**RECORDS FOR THIS TASK**
• • •
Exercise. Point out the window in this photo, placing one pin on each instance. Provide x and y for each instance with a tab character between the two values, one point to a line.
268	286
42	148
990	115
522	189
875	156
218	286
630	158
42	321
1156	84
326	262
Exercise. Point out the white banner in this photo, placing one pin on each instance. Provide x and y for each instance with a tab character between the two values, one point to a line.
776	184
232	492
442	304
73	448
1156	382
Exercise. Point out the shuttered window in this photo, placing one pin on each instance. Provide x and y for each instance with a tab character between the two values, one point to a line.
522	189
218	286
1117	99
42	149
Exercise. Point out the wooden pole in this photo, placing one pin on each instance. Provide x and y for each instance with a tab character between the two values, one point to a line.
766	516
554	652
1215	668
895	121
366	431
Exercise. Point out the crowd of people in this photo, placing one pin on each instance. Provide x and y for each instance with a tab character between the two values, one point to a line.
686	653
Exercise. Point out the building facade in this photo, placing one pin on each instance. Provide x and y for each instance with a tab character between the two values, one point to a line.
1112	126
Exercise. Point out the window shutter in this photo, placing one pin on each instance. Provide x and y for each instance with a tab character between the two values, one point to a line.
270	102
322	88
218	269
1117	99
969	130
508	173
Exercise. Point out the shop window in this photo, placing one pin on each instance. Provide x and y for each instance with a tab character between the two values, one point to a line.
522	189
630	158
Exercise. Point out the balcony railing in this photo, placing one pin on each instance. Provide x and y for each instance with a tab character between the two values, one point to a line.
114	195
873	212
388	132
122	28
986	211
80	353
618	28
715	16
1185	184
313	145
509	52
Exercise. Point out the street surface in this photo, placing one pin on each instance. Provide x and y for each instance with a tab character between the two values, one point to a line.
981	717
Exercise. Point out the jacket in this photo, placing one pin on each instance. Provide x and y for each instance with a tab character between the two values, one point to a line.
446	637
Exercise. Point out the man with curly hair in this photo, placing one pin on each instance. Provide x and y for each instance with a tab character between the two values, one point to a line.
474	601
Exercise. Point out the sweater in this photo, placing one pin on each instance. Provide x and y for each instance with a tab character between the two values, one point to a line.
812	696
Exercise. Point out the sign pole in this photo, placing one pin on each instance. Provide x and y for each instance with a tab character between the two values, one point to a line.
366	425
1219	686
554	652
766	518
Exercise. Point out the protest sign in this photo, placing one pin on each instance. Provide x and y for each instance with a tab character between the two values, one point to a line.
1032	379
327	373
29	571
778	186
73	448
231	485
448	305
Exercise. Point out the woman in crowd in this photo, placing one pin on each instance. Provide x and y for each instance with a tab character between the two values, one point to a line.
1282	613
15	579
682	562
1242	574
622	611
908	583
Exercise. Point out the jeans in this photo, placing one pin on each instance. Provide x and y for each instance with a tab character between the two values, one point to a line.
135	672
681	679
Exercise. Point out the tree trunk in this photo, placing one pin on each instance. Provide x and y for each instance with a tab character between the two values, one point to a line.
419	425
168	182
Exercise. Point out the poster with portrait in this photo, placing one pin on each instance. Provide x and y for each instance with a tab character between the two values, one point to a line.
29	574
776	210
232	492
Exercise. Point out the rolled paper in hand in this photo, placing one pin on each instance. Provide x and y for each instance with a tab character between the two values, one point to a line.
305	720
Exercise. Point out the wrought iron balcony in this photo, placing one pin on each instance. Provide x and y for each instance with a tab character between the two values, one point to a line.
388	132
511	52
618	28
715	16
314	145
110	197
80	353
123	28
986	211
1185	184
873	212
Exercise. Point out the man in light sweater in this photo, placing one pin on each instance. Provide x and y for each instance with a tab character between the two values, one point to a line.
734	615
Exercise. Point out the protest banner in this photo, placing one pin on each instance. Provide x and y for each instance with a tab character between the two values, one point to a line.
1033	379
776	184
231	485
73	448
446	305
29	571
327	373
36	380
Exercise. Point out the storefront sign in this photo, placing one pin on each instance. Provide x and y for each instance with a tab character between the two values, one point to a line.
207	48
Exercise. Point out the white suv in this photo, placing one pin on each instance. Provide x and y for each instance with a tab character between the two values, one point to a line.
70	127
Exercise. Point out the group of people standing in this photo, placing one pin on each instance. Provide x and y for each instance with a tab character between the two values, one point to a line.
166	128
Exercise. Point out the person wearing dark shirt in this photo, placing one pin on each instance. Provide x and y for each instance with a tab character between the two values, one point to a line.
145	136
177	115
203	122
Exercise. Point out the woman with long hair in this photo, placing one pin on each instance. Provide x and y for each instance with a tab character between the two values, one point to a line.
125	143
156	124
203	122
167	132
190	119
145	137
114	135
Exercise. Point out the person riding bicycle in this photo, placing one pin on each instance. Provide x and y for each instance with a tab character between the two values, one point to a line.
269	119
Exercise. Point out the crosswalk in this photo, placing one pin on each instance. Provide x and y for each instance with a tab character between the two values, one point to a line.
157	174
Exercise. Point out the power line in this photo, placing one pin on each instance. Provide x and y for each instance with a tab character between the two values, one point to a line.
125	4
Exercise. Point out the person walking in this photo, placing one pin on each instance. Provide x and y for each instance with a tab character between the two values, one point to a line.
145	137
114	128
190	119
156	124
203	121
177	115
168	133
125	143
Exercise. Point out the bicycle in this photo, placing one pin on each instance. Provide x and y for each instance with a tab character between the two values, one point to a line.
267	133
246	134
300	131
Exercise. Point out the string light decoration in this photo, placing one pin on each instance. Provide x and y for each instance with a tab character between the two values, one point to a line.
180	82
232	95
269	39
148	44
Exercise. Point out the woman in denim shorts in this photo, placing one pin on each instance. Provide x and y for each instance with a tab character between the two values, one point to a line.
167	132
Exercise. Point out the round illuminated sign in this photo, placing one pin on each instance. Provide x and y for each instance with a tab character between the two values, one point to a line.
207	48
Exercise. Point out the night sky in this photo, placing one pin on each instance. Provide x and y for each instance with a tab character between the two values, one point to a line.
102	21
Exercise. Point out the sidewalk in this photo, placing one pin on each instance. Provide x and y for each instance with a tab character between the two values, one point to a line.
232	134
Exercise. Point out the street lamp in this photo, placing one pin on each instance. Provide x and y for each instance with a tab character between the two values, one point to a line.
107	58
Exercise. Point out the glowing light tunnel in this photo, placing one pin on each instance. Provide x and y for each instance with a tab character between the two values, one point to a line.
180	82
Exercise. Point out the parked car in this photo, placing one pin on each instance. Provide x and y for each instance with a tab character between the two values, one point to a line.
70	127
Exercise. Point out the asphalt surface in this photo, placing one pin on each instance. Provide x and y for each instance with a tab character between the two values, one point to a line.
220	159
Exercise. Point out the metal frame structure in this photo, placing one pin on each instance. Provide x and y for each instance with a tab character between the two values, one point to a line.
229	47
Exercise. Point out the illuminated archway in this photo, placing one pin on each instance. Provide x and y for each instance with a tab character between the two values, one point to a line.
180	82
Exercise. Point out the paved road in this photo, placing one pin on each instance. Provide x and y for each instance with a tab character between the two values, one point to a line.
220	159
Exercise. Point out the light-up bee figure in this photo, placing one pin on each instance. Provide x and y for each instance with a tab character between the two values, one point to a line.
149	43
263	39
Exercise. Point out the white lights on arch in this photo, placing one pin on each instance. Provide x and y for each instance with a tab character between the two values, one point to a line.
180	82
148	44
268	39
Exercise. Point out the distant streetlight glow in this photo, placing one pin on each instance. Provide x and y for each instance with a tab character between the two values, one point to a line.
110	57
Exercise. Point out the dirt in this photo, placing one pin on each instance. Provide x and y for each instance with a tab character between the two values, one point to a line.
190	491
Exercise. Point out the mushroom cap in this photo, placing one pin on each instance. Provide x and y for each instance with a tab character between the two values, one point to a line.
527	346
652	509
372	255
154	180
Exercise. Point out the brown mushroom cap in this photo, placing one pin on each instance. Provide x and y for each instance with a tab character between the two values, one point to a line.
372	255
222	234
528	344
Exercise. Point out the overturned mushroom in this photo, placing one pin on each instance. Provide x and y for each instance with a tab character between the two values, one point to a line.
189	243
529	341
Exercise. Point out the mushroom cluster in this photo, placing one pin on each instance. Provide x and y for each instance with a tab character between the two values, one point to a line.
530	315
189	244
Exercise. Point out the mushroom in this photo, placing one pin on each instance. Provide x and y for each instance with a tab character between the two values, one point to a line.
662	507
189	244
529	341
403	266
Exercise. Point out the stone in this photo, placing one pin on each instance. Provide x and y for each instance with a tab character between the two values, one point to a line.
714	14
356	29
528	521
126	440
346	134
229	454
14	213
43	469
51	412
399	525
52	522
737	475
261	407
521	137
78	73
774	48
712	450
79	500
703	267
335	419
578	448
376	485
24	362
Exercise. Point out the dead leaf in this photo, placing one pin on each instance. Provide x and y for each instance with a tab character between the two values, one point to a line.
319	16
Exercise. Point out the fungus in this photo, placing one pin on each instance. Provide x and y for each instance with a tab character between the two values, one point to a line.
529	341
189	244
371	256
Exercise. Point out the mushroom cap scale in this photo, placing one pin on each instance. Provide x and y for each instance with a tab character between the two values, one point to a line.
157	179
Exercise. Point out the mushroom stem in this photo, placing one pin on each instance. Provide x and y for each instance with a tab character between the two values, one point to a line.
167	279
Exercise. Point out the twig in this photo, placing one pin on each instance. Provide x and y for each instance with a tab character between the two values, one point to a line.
• • •
**WHAT YOU ARE ASKED TO DO**
Your task is to return, exactly and on their own, the lines from the one containing "Exercise. Point out the stone" through the last line of the listing.

**WRITTEN SOLUTION**
Exercise. Point out the stone in this photo, placing one pin on each instance. Provide x and y for each instance with a tab character between the two values, one point to a line.
714	14
356	29
528	521
126	440
346	134
229	454
14	213
43	469
51	412
399	525
52	522
737	475
261	407
521	137
78	73
774	48
712	450
79	500
703	267
335	419
578	448
376	485
24	362
Exercise. Point out the dead leaf in this photo, placing one pin on each instance. Provide x and y for each instance with a tab character between the two values, one point to a line.
319	16
Exercise. Point out the fungus in this photo, placing one pin on each instance. Provide x and y for each instance with a tab character between the two values, one point to a line.
529	341
189	244
371	256
Exercise. Point out the mushroom cap scale in this photo, placing one pin on each instance. Provide x and y for each instance with a tab character between the two values, one point to a line.
157	179
Exercise. Point out the mushroom stem in this photo, placing one pin on each instance. Provide x and y for each instance with a tab character between the two values, one point to a line.
167	279
Exercise. Point out the twig in this photo, placing one pin on each instance. Provide x and y for each instance with a tab character between the two values, one point to a line.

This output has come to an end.